__Given task 1__:
Answer these three questions from the text on Solr index replication:
(a) Which servers handle all querying?
(b) Which file must be edited on the master server to set up replication?
(c) Which Request Handler is configured for replication?
__Given task 2__: For what purposes does the text on Solr index replication say SolrCloud is the preferred way to distribute indexes? List every one.
__Given task 3__: Can you pick up the text on Solr index replication after its last sentence and continue it?

__Extracted text__:

| As of Solr 4.0, SolrCloud is the preferred way to distribute indexes for redundancy, failover, and improved performance. Index Replication and Distributed Search are considered obsolete technologies; while still supported, they are not in active development. See the section on Using SolrCloud in LucidWorks for more information on using SolrCloud with LucidWorks Search. |
Index Replication distributes complete copies of a master index to one or more slave servers. The master server continues to manage updates to the index. All querying is handled by the slaves. This division of labor enables Solr to scale to provide adequate responsiveness to queries against large search volumes. The master server's index is replicated on the slaves, which then process requests such as queries.
LucidWorks Search supports index replication, but it is not configured through the Admin UI. Instead, replication configuration requires editing XML configuration files in the Solr release included with LucidWorks Search. This section explains how replication works and how to edit the configuration files. Detailed examples are provided, so even if you're new to XML and Solr configuration, you should be able to set up and configure master/slave replication servers with ease.
| When the Click Scoring Relevance Framework is enabled, LucidWorks ensures that also the click boost data is replicated together with index files. See the section on Click Scoring Tools and Index Replication for more information. |
Configuring Replication on the Master Server
To set up replication, you will need to edit the solrconfig.xml file on the master server. To edit the file, you can use an XML editor or even a simpler tool such as Notepad on a PC or TextEdit on a Mac.
Within the solrconfig.xml file, you will edit the definition for a Request Handler. A Request Handler is a Solr process that responds to requests. In this case, you will be configuring the Replication RequestHandler, which processes requests specific to replication.
The example below shows how to configure the Replication RequestHandler on a master server.

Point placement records
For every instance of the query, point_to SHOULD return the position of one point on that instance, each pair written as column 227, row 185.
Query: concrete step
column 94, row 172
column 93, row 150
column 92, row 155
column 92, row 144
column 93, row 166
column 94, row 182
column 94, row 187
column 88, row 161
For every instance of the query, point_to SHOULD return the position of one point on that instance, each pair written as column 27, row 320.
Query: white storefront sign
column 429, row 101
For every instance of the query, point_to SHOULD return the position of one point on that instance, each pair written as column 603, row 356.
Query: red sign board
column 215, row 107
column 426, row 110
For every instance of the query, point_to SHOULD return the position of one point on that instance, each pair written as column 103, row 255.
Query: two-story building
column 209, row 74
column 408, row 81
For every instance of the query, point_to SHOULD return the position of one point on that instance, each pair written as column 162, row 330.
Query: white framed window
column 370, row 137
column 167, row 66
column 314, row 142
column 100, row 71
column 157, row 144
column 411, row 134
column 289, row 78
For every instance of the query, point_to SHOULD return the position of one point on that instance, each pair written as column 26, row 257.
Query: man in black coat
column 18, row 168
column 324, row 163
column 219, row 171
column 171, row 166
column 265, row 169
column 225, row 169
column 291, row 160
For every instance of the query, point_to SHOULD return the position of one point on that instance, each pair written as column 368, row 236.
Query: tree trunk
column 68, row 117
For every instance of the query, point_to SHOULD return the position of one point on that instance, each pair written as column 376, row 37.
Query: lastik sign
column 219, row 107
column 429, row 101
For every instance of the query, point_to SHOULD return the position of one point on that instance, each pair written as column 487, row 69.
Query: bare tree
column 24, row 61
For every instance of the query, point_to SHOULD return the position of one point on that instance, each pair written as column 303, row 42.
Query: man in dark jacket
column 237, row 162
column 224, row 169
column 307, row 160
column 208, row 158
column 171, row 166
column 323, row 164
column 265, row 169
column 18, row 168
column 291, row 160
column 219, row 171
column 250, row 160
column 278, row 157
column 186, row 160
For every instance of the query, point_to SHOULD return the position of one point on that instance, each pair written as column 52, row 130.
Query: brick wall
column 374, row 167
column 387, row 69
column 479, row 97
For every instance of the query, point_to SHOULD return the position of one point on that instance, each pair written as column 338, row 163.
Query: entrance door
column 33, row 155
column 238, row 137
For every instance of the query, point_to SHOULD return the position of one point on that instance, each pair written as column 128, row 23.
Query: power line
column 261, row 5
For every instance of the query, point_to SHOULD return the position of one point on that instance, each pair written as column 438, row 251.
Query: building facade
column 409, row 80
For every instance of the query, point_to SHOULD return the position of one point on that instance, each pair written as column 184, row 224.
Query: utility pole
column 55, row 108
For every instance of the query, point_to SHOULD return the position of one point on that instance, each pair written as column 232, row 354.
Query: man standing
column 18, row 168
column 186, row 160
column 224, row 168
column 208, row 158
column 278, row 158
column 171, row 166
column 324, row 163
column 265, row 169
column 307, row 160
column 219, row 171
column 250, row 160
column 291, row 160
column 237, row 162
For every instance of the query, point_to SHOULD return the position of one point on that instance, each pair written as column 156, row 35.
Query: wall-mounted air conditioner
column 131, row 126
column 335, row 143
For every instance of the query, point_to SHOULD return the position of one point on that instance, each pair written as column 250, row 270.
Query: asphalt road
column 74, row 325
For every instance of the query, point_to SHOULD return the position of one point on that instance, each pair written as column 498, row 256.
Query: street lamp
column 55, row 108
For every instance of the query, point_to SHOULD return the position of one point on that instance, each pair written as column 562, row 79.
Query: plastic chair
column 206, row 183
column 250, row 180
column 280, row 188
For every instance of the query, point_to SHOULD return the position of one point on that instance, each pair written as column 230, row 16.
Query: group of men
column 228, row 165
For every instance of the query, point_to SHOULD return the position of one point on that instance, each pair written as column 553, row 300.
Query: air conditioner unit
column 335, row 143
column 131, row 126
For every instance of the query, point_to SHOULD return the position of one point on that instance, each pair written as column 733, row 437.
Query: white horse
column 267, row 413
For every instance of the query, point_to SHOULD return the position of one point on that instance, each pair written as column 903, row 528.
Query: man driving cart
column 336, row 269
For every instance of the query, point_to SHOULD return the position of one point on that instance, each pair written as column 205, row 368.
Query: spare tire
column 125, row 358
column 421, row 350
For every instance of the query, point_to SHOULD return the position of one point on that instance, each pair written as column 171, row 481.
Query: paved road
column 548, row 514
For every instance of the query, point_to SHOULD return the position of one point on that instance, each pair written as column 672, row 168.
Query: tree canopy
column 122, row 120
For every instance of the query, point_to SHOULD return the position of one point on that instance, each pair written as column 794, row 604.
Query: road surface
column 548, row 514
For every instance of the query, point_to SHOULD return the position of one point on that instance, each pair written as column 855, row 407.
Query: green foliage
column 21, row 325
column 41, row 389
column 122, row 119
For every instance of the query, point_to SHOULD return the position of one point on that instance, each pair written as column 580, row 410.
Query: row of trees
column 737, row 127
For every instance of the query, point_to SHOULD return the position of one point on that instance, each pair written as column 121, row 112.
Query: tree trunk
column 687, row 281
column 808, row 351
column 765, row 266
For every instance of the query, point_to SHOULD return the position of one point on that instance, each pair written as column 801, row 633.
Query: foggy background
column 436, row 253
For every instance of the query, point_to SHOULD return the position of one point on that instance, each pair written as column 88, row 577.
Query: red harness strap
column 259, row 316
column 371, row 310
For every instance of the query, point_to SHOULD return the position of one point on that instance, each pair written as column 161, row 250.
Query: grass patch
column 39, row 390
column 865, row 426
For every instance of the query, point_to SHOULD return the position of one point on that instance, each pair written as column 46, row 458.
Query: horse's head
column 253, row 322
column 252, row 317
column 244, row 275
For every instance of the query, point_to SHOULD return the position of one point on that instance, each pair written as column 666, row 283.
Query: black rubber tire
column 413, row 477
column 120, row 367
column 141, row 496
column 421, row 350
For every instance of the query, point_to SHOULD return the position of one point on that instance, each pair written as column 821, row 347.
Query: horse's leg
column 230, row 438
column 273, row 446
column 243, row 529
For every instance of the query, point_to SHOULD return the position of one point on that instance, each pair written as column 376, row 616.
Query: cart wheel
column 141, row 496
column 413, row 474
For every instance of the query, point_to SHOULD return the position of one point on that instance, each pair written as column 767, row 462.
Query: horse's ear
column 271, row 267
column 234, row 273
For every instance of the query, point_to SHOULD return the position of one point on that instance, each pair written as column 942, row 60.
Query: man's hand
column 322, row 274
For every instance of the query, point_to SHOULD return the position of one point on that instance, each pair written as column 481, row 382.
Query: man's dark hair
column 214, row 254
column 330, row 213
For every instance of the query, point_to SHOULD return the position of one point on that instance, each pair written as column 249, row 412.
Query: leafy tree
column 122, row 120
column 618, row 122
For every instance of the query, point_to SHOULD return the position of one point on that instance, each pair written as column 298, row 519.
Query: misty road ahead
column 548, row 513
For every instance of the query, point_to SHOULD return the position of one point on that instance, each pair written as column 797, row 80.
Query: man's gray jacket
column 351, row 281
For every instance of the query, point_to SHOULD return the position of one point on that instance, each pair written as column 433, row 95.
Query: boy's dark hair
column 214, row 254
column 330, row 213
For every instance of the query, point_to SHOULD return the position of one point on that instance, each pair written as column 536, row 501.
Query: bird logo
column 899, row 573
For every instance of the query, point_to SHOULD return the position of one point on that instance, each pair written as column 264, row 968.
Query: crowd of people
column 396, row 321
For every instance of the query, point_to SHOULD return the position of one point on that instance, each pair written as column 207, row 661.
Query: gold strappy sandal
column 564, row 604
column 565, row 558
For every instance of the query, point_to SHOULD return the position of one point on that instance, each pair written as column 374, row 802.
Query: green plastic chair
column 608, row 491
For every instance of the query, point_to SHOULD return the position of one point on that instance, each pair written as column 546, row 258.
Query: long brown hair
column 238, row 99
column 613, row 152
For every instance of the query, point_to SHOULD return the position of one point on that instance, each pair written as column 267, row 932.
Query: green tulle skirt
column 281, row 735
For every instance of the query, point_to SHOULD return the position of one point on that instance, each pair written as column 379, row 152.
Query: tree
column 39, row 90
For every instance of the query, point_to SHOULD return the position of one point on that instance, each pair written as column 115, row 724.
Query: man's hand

__Expected output 1__:
(a) The slave servers.
(b) The solrconfig.xml file.
(c) The Replication RequestHandler.

__Expected output 2__:
- Redundancy
- Failover
- Improved performance

__Expected output 3__:
<requestHandler name="/replication" class="solr.ReplicationHandler"> <lst name="master"> <!-- Replicate on 'optimize'. Other values can be 'commit', 'startup'. It is possible to have multiple entries of this config string --> <str name="replicateAfter">optimize</str> <!-- Create a backup after 'optimize'. Other values can be 'commit', 'startup'. It is possible to have multiple entries of this config string. Note that this is just for backup, replication does not require this. --> <!-- <str name="backupAfter">optimize</str> --> <!-- If configuration files need to be replicated give the names here, separated by comma --> <str name="confFiles">schema.xml,stopwords.txt,elevate.xml</str> <!-- The default value of reservation is 10 secs. See the documentation below. Normally, you should not need to specify this --> <str name="commitReserveDuration">00:00:10</str> </lst> </requestHandler>
Operations that Trigger Replication
The value of the replicateAfter parameter in the ReplicationHandler configuration determines which types of events should trigger the creation of snapshots for use in replication.
The replicateAfter parameter can accept multiple arguments.
| replicateAfter Setting | Description |
|---|---|
| startup | Triggers replication whenever the master index starts up. |
| commit | Triggers replication whenever a commit is performed on the master index. |
| optimize | Triggers replication whenever the master index is optimized. |
If you are using startup setting for replicateAfter, you'll also need a commit or optimize if you want to trigger replication on future commits/optimizes as well. If only the startup option is given, replication will not be triggered on subsequent commits/optimizes after it is done for the first time at the start.
Configuring Replication on Slave Servers
The code below shows how to configure a ReplicationHandler on a slave server.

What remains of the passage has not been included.